------ RECORDS TO USE ------

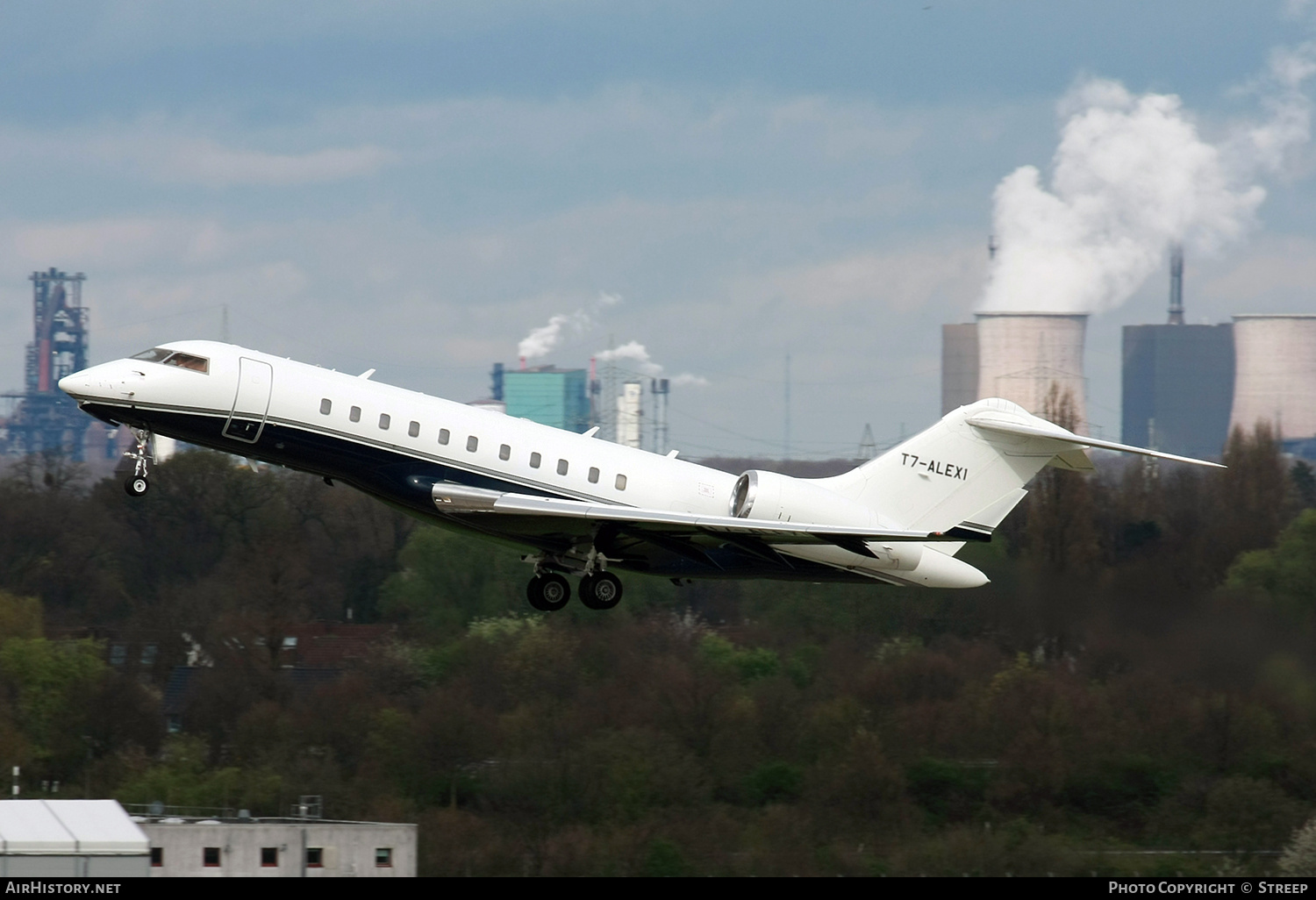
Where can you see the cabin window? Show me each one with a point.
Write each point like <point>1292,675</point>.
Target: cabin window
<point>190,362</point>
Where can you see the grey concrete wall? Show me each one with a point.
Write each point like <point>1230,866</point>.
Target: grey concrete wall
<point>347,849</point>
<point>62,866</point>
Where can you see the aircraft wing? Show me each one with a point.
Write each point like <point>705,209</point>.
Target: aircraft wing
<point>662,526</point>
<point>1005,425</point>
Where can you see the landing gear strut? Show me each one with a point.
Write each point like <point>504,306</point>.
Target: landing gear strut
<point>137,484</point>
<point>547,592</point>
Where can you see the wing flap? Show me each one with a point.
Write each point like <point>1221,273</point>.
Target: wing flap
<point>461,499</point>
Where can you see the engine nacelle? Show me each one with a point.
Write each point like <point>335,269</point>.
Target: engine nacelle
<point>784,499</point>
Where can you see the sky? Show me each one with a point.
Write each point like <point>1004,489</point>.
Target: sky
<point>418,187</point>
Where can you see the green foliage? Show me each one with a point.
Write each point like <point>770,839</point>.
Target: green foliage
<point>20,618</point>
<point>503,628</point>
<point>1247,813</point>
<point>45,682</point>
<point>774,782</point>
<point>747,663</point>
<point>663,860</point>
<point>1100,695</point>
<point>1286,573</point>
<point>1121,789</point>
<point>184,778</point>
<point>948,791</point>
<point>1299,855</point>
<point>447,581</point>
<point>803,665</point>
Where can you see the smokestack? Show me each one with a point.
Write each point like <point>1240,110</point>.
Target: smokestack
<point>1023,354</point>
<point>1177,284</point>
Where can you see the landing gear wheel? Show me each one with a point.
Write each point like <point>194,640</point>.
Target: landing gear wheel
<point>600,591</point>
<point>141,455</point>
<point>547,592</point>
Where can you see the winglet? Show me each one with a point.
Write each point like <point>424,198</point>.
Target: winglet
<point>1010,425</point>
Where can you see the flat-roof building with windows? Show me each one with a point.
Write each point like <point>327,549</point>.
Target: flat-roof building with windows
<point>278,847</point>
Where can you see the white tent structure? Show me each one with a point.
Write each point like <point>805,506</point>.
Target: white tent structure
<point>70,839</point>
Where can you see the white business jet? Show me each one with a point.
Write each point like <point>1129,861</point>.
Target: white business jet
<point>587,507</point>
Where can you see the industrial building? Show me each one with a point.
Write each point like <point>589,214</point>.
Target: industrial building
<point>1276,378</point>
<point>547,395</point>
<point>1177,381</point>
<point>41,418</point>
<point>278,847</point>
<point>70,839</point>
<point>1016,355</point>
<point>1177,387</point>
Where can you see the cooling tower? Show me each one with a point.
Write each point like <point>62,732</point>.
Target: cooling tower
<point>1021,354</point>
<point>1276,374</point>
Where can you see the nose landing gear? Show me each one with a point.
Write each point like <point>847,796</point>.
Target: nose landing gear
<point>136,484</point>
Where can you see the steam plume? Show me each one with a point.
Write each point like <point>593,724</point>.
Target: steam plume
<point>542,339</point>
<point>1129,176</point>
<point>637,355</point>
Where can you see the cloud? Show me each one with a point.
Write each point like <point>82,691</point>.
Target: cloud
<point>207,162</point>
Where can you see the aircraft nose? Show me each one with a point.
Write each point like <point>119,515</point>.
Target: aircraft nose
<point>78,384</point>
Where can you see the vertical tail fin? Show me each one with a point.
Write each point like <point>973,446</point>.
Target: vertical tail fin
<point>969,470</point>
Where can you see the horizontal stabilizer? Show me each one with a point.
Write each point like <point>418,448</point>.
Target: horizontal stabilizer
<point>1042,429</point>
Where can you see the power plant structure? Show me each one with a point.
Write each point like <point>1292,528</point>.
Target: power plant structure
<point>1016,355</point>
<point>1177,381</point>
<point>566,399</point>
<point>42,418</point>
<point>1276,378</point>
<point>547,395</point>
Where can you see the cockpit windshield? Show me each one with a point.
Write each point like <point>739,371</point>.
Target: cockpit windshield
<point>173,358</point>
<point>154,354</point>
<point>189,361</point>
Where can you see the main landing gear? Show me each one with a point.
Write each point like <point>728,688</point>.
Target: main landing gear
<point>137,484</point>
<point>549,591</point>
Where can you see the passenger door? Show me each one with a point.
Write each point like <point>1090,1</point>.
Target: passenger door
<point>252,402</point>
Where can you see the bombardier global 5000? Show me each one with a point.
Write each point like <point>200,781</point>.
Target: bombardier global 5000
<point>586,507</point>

------
------ RECORDS TO USE ------

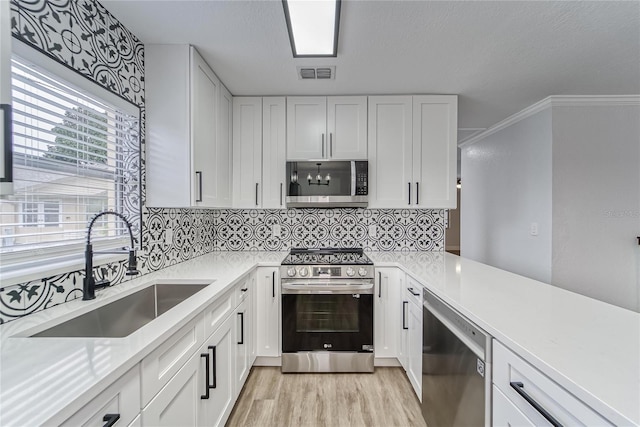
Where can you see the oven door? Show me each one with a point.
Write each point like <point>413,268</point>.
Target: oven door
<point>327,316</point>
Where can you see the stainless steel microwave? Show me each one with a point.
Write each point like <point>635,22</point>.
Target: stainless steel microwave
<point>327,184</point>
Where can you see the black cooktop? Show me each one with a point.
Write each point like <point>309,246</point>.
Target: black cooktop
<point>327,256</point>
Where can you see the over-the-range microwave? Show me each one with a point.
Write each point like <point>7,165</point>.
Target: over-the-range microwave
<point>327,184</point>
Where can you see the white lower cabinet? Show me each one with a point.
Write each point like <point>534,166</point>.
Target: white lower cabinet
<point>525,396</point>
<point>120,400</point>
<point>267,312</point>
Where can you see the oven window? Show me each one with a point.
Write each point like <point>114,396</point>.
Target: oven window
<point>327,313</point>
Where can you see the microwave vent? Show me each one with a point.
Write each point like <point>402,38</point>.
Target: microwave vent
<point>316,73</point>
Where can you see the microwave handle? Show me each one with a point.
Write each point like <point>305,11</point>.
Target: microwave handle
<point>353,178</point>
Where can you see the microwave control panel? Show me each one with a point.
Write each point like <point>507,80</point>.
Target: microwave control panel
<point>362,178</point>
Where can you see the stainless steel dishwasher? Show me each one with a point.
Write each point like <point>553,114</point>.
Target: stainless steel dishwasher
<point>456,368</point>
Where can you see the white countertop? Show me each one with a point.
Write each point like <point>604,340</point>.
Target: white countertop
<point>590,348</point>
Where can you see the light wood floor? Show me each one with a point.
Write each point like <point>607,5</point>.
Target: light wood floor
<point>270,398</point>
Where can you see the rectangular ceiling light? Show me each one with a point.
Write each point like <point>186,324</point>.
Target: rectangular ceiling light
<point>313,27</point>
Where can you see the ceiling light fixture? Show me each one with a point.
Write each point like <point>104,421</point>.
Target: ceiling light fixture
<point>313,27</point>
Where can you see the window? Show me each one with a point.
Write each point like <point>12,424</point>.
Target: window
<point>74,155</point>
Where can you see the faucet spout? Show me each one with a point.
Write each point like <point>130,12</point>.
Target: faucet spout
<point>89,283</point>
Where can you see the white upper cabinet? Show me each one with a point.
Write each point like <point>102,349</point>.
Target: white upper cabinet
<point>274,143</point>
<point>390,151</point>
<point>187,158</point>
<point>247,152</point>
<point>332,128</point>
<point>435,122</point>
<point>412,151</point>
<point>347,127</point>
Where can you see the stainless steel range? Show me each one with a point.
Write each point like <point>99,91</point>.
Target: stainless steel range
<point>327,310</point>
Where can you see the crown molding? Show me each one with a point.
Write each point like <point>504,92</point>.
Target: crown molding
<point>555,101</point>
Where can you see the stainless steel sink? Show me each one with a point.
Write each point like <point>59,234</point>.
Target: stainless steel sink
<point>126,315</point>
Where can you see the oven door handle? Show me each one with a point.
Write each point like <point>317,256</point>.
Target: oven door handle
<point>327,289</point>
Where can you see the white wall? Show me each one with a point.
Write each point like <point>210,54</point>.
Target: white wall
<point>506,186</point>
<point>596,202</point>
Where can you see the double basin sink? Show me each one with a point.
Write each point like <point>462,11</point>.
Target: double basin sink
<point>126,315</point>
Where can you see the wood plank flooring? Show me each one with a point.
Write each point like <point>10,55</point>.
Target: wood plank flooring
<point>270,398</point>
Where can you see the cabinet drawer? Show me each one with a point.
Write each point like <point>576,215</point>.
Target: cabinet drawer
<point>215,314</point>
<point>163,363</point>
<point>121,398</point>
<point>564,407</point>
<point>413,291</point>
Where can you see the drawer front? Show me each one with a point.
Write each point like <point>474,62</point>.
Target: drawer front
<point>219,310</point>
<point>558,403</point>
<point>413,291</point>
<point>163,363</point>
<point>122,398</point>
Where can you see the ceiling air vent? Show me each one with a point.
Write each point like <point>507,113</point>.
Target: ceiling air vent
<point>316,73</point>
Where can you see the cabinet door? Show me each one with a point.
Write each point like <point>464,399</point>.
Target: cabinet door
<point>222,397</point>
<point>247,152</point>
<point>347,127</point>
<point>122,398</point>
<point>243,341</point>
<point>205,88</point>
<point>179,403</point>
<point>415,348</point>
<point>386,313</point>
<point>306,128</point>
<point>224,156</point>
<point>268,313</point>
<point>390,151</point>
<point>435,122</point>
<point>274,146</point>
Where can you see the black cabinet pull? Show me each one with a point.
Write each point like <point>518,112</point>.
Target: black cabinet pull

------
------ RECORDS TO USE ------

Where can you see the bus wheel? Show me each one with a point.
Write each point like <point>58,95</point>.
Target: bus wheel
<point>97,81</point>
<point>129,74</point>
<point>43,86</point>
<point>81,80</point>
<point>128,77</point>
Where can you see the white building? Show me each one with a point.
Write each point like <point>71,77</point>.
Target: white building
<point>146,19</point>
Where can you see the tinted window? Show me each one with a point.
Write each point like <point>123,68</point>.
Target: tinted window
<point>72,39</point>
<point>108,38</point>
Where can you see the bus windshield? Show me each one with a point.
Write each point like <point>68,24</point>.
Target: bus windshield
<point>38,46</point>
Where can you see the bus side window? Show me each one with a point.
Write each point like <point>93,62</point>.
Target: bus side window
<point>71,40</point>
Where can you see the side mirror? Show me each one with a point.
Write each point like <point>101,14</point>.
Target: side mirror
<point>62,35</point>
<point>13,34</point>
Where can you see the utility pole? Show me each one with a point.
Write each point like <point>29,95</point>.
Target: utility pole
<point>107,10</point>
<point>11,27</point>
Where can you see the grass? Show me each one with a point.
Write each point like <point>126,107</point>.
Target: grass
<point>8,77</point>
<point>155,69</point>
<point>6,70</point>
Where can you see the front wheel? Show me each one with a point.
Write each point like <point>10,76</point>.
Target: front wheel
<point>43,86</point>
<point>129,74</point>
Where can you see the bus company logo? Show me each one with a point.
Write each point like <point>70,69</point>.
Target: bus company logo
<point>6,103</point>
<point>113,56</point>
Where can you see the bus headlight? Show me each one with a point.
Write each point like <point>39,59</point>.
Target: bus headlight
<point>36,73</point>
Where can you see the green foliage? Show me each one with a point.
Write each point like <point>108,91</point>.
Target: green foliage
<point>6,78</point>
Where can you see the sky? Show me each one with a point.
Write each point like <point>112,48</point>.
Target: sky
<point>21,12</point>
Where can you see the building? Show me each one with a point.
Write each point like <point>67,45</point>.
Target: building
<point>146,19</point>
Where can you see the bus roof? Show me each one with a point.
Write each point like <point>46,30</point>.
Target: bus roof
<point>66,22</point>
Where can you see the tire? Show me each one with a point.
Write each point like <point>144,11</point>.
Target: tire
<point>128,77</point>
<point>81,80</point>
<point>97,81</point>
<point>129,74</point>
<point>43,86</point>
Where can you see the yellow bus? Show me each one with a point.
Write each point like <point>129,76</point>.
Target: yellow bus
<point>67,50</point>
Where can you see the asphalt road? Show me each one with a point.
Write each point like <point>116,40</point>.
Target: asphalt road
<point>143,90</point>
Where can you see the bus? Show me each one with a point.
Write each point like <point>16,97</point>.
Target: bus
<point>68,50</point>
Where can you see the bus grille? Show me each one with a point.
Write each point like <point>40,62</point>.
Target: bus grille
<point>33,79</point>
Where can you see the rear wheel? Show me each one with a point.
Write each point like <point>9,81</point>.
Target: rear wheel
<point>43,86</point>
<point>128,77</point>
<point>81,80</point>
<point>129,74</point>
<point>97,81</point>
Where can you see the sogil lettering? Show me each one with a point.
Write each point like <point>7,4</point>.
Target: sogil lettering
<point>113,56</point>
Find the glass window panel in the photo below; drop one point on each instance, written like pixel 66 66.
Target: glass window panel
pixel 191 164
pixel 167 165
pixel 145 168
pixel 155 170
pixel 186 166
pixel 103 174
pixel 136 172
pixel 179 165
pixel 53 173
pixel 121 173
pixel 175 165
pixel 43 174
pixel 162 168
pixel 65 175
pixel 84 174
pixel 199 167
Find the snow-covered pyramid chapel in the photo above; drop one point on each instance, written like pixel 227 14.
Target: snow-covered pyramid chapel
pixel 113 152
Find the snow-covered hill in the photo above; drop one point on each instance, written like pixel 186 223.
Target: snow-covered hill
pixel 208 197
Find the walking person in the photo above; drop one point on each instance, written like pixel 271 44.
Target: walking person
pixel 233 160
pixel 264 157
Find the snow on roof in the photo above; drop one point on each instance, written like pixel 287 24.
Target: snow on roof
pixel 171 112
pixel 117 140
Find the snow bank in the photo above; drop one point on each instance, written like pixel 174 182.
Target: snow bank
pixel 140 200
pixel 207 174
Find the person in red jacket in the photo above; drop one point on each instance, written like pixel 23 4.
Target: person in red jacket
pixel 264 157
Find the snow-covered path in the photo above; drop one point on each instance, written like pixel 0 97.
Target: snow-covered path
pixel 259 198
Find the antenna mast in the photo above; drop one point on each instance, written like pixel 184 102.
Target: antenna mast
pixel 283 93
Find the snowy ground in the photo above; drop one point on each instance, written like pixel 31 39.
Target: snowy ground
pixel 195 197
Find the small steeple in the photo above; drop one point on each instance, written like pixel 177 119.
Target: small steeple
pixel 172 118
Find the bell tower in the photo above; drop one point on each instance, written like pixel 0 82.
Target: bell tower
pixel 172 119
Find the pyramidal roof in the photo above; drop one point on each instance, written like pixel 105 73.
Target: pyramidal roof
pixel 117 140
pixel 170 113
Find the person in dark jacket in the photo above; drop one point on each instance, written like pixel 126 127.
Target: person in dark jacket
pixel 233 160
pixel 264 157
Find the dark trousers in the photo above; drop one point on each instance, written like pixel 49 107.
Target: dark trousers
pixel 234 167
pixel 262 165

------

## [WHAT NEEDS TO BE DONE]
Your answer should consist only of the lines above between the line holding "Write each point like <point>108,91</point>." and the line holding "Write each point like <point>144,11</point>.", inclusive, each transcribed exactly.

## [ANSWER FOR THIS EXERCISE]
Write each point like <point>108,91</point>.
Target: green foliage
<point>6,78</point>
Where can you see the sky? Show me each one with a point.
Write each point like <point>112,48</point>.
Target: sky
<point>21,12</point>
Where can you see the building? Show me each one with a point.
Write each point like <point>67,45</point>.
Target: building
<point>146,19</point>
Where can you see the bus roof? Show me each one with a point.
Write each point like <point>46,30</point>.
Target: bus roof
<point>66,22</point>
Where can you see the tire? Show me each one with a point.
Write each point like <point>144,11</point>.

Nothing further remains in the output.